DOCUMENT PASSAGE:
During the just-finished holiday time it was almost impossible not to see green in the forms of wreaths, garlands, trees and more, inside and outside of homes, stores and malls. A continuation, some say, of our ancient ancestors’ activities during the longest nights of the year, the time of the Winter Solstice. Green, to remind them that the dark will not last forever, that life will continue.

During a January walk out-of-doors we can still see green in the form of our evergreen trees. By the way, pine trees are evergreens, but not all evergreens are pine trees! There are others such as spruce, fir, hemlock and more. You can tell pines apart from the other evergreen trees by looking closely at the needles. Only the pines have their needles in groups or small bunches, anywhere from two to five needles in a bunch, depending on what kind of pine it is. And a cone from a pine tree is certainly a pine cone but a cone from a spruce tree is a spruce cone, from a hemlock tree a hemlock cone, from Dairy Queen an ice cream cone, etc.

QUESTIONS TO ANSWER:
1) Condense the paragraph beginning "During a January walk out-of-doors" from the evergreen passage into a short bulleted list that keeps its main facts.
2) Write the next paragraph of the passage on evergreen trees, picking up after its final sentence.

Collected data

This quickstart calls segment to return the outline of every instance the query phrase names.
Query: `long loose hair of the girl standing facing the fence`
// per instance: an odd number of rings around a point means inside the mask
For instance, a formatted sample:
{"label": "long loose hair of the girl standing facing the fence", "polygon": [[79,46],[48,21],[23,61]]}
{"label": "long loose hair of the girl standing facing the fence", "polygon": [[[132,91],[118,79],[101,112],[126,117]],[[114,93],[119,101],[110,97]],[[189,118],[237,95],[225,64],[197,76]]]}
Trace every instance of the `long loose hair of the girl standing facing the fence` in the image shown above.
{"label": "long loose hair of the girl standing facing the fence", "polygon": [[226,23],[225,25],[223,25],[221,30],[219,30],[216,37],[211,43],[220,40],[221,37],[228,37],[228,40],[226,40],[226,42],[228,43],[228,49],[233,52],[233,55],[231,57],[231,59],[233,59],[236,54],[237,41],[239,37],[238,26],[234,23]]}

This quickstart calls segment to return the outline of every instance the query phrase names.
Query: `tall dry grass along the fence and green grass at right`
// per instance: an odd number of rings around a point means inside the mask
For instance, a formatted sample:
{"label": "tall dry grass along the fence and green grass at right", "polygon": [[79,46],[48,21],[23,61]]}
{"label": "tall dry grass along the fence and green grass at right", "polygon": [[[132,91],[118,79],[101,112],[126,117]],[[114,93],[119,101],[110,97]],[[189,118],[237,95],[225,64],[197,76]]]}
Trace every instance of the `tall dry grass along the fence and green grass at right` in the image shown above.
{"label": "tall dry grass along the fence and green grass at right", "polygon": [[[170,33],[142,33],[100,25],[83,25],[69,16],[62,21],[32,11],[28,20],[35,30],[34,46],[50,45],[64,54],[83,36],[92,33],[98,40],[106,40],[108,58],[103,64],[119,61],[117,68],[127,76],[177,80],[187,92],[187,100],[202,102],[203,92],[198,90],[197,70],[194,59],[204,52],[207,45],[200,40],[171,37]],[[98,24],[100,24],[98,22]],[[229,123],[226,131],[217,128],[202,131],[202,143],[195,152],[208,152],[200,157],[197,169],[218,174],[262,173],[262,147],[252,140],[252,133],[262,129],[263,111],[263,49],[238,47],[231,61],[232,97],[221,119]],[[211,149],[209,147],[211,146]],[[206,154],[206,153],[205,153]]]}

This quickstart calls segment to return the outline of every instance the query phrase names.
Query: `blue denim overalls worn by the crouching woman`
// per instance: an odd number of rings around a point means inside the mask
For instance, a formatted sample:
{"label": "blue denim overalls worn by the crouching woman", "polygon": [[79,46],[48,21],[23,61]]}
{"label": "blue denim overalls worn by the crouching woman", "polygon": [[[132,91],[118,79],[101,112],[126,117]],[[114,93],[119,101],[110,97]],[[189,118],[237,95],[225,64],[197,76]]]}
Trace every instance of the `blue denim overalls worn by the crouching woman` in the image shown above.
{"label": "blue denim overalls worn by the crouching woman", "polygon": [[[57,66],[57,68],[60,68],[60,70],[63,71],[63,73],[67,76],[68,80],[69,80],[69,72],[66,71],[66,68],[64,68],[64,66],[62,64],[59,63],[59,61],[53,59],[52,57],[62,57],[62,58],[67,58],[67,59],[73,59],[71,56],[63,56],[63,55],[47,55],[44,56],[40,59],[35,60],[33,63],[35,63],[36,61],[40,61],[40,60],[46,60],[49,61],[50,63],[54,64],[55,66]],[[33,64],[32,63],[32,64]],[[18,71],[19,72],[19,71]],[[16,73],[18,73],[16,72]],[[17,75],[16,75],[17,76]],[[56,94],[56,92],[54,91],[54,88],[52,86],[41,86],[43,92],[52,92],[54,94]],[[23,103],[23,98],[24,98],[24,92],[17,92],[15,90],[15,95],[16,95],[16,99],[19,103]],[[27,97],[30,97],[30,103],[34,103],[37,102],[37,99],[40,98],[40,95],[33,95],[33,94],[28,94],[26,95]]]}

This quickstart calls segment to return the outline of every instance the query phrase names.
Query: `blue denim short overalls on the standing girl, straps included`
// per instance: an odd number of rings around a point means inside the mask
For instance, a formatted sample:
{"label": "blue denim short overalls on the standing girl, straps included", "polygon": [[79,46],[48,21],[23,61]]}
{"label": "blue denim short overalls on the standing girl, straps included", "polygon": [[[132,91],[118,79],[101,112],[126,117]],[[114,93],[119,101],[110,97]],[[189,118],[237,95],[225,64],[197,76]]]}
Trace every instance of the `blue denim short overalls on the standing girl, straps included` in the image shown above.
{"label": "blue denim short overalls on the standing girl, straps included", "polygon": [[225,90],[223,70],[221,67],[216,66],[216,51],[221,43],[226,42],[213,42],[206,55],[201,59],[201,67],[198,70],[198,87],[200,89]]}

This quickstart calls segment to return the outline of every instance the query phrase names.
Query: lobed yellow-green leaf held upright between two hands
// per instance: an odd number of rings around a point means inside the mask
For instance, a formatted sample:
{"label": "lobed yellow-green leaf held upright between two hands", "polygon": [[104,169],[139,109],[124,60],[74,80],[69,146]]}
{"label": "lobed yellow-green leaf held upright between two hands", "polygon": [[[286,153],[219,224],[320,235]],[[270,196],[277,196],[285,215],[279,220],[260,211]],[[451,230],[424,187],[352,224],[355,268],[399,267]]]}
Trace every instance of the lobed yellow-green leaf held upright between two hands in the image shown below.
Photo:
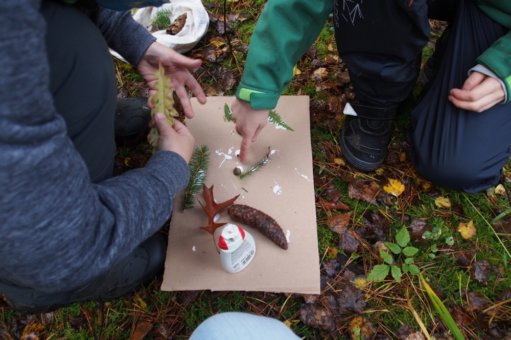
{"label": "lobed yellow-green leaf held upright between two hands", "polygon": [[179,114],[173,107],[174,99],[172,98],[173,90],[169,85],[170,78],[165,75],[165,67],[161,65],[161,61],[159,62],[158,70],[154,73],[154,77],[157,79],[154,84],[156,93],[151,97],[151,104],[153,104],[153,108],[151,110],[151,125],[154,127],[151,128],[151,131],[147,136],[149,144],[153,147],[153,153],[158,150],[159,139],[154,115],[158,112],[165,114],[165,117],[167,117],[167,121],[171,126],[174,125],[174,117],[179,117]]}

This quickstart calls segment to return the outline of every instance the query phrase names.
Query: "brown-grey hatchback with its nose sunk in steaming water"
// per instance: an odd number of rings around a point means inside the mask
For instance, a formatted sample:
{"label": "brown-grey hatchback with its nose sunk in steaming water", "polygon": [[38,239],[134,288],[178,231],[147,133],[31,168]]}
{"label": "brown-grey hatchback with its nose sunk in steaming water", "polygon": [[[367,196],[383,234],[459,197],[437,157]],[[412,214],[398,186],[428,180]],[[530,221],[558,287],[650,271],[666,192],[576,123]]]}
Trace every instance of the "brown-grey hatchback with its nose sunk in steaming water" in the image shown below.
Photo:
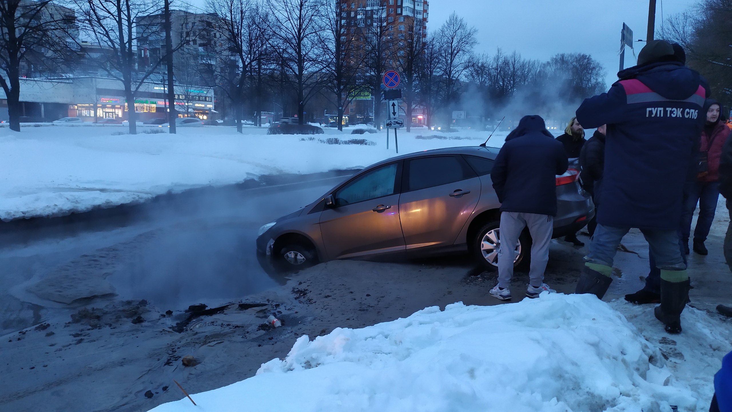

ANSWERS BY TASK:
1)
- Evergreen trees keep their green through a January walk.
- All pines are evergreens, but spruce, fir, hemlock and others are evergreens too.
- Pines differ from other evergreens in having needles grouped in bunches of two to five, depending on the kind of pine.
- A cone takes its name from the tree it comes from: pine cone, spruce cone, hemlock cone.

2)
In our area we also find the tamarack or larch tree that is a deciduous evergreen. It loses all of its needles in the fall. Go figure. And …our evergreens are not really ‘ever’ green, at least not with the same needles. Yes, evergreen trees lose their needles too, just not all at once.

This fall and early winter I have become aware of other ‘greens’ much closer to the ground than the evergreen trees. Onion grass and skunk cabbage. The former seems to have a growth spurt in late summer and stays long and straggly and green through winter winds, freezing temperatures, snow and ice. For the skunk cabbage you must venture into a swampy, low, wet area for what look like greenish ‘devil’ horns sticking up from bare ground. They are so cool to find! Feel how tightly wrapped next spring’s leaves are within these ‘horns’.